:: 可用数据 ::
□ □ □ □ □ □ □
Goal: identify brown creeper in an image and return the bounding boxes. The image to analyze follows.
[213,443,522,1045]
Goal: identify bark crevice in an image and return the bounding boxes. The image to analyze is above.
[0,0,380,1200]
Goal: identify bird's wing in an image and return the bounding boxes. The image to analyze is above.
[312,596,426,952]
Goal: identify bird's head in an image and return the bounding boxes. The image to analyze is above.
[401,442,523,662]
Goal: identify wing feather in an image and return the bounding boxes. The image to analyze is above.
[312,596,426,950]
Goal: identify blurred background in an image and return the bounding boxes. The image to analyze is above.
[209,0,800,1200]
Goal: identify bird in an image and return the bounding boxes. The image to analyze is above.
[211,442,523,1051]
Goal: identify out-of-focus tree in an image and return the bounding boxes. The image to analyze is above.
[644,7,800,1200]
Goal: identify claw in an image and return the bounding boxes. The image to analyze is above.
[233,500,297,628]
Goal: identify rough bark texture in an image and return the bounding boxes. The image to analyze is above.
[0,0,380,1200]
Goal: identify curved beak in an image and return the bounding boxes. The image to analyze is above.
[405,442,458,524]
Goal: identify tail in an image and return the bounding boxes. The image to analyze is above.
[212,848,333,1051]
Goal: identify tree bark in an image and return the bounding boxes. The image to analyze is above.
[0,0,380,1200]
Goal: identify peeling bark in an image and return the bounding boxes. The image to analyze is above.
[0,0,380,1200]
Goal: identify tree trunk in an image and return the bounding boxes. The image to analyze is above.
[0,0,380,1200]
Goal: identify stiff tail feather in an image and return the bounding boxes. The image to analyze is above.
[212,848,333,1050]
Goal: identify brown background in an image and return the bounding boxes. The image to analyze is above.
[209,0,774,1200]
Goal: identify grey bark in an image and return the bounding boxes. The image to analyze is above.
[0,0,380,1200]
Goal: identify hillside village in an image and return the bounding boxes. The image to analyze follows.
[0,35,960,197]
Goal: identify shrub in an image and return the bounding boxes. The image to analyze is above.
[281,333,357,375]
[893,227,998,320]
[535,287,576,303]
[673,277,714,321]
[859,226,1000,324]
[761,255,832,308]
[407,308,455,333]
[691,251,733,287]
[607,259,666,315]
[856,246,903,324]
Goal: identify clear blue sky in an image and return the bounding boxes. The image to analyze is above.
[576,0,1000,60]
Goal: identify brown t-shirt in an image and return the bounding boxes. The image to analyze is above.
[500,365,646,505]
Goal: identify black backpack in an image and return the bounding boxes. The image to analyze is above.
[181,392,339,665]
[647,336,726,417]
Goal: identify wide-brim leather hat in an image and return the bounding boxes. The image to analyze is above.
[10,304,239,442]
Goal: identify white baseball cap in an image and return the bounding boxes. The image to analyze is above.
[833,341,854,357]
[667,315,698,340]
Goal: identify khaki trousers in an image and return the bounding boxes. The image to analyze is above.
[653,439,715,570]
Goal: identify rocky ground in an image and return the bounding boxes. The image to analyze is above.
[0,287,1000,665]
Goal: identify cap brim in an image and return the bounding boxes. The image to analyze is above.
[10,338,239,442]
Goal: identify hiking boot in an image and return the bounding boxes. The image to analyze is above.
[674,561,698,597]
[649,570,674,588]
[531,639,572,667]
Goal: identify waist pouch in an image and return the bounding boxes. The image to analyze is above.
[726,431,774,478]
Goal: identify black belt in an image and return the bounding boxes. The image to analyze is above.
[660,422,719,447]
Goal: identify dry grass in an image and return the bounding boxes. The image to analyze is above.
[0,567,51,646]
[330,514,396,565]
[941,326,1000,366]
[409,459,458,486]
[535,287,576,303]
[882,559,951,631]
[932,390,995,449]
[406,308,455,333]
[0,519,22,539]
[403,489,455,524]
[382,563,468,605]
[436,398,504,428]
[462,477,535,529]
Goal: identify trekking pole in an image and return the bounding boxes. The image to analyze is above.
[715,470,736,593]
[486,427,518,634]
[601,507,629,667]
□ □ □ □ □ □ □
:: 任务要求 ::
把上面的全部数据逐行照抄下来，每一行都不改动。

:: 任务答案 ::
Goal: identify brown creeper in an image and return the bounding boxes. The image to analyze follows.
[213,443,522,1045]
Goal: identify bark crevice in an image and return the bounding boxes. The image to analyze is above.
[0,0,380,1200]
Goal: identify bird's wing in an image and return the bounding boxes. The image to analyze is above.
[312,596,426,952]
Goal: identify bird's head in an image and return the bounding boxes. The image to analyze is above.
[401,442,523,662]
Goal: identify wing feather in an image and return the bounding boxes. The image to analyze is above.
[312,596,426,950]
Goal: identify blurred background in an image and return the bounding boxes. The image to analyze is above.
[209,0,800,1200]
Goal: identify bird in an image and return the bounding boxes. The image to analyze is above.
[211,442,523,1051]
Goal: identify out-of-focus tree in an image and return the bounding boxes. The image to analyze is above.
[644,7,800,1200]
Goal: identify claw in an image and return the bounding boxes. The image to analyze is above.
[233,500,297,628]
Goal: identify rough bark texture in an image and return the bounding boxes. The image to analyze is above.
[0,0,380,1200]
Goal: identify curved beak in an image and return the bounding boxes. The image to analyze is above.
[405,442,458,524]
Goal: identify tail in an image and return the bounding boxes. The image to analyze is above.
[212,848,333,1051]
Goal: identify tree bark in an image and return the bounding boxes. The image to analyze is above.
[0,0,380,1200]
Goal: identify peeling bark in an image and return the bounding boxes. The image to analyze is above.
[0,0,380,1200]
Goal: identify tree trunk in an image and return the bounding boxes. The image to analyze is above.
[0,0,380,1200]
Goal: identify stiff tail feather in an image and return the bounding boxes. The image to analyze is above.
[212,848,333,1050]
Goal: identify brown background in an image and return the bounding boxes. The image to analyze is above.
[209,0,774,1200]
Goal: identify grey bark in an image and return the bounding boxes. The image to analyze is above.
[0,0,380,1200]
Goal: identify hillside village in an image and return the bounding boxes. The image to analyze follows.
[0,35,960,197]
Goal: identify shrub in an image and return the bounding boxes. The image to analyze is above.
[281,333,357,375]
[893,227,998,320]
[535,287,576,303]
[673,277,714,321]
[859,226,1000,324]
[761,255,832,308]
[407,308,455,333]
[691,251,733,287]
[607,259,666,315]
[856,246,903,324]
Goal: identify clear blue sky in an image and return the bounding boxes. The image to analyze is above.
[576,0,1000,60]
Goal: identify brown t-shirt in an image and return the bounding boxes. The image to analyze is above.
[500,365,646,505]
Goal: identify black backpack in an image and return the bounding boxes. The image to analyze is above.
[181,392,339,665]
[647,336,726,417]
Goal: identify wide-brim leather hat in an image and return the bounding boxes. The image to analyze is above.
[10,304,239,442]
Goal: identify white baseball cap in an image and return the bounding boxes. The image to analyze is above.
[833,341,854,357]
[667,315,698,340]
Goal: identify khaki trousers in an image and return the bounding boxes. The image to analyze is above.
[653,439,715,570]
Goal: identify rocky ground in an image and return the bounding boxes. The image to analyze is above.
[0,287,1000,665]
Goal: identify cap brim in an image and return the bounding boxes. The image to analyze is above.
[10,338,239,442]
Goal: identify hiking boot in an image and return the bounding boxes. The image to analyze is above.
[674,561,698,597]
[649,570,674,588]
[531,639,572,667]
Goal: identify waist pouch in an image and return the bounding boxes. The image to analyze is above.
[726,431,774,478]
Goal: identify black belt in an image and return the bounding boxes. The image to analyze is above.
[660,422,719,447]
Goal: identify dry grass in an image and return the bounding boxes. The image to analyze is above.
[0,567,51,646]
[330,514,396,565]
[941,326,1000,366]
[409,459,458,486]
[535,287,576,303]
[882,559,951,631]
[932,390,995,449]
[406,308,455,333]
[0,519,22,539]
[403,489,455,524]
[382,563,468,605]
[436,398,504,428]
[462,477,535,529]
Goal: identify trekking pole in an image and return the bounding boxes. The image to analyze is above.
[715,470,736,593]
[486,427,518,634]
[601,507,629,667]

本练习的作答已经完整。